(Given entries)

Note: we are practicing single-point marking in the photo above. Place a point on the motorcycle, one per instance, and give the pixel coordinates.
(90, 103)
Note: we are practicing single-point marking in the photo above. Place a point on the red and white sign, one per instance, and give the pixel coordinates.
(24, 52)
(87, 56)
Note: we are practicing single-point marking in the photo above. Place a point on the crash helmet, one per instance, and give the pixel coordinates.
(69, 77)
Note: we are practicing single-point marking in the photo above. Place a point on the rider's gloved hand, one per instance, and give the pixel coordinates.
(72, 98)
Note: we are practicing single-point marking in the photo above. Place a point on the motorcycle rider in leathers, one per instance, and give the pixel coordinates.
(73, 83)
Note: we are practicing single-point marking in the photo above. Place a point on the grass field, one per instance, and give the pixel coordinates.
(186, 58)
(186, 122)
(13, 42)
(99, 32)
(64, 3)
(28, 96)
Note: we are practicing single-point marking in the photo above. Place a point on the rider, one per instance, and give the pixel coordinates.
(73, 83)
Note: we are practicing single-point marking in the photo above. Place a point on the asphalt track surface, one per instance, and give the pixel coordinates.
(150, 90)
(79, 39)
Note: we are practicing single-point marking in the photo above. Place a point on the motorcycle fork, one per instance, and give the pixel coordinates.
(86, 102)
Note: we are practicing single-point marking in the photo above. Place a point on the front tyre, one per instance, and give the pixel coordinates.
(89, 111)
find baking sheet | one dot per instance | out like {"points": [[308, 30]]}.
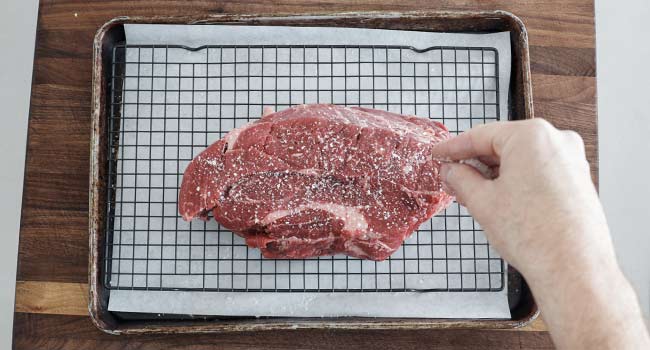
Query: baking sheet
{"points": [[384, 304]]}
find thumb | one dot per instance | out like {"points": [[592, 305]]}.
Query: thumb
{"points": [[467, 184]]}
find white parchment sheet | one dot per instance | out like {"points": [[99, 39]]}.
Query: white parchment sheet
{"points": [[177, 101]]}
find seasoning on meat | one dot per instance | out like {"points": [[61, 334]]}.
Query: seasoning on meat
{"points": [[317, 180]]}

(End Given entries)
(Given entries)

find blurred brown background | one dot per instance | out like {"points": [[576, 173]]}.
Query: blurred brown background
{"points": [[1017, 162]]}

(End Given entries)
(Given entries)

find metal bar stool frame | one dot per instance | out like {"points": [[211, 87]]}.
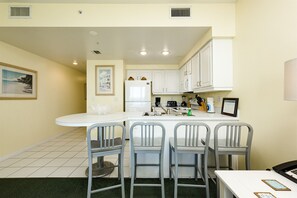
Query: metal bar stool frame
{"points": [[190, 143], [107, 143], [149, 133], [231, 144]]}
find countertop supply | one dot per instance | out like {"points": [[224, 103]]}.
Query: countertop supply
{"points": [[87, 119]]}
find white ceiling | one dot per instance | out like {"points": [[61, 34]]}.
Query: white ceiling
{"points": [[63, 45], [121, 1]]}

(End Given entries)

• _What is required_: Locate the lines above that contain "find" and copy them.

• _Answer box_:
find baking sheet | one dot per instance | out like {"points": [[308, 30]]}.
find thumb | one dot per instance | out like {"points": [[592, 305]]}.
find white parchment sheet | one dot per instance | out like {"points": [[99, 39]]}.
find seasoning on meat | one dot per instance | out like {"points": [[61, 334]]}.
find blurred brown background | one dot per instance | out like {"points": [[576, 173]]}.
find metal bar stool frame | one dot per instance | out like {"points": [[211, 87]]}.
find countertop supply | one dot per instance | out like {"points": [[224, 103]]}.
find white ceiling | one dot per instance | out like {"points": [[61, 34]]}.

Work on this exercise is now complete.